▶ SET EXERCISE:
Copy each of the following items line for line, keeping every character unchanged.

▶ RAW RECORDS:
>>>>>

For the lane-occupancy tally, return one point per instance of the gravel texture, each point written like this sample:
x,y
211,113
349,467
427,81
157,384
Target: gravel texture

<<<<<

▶ SOLUTION:
For the lane-occupancy tally, return one point per instance of the gravel texture, each point written like this sample:
x,y
211,113
349,467
427,81
157,384
Target: gravel texture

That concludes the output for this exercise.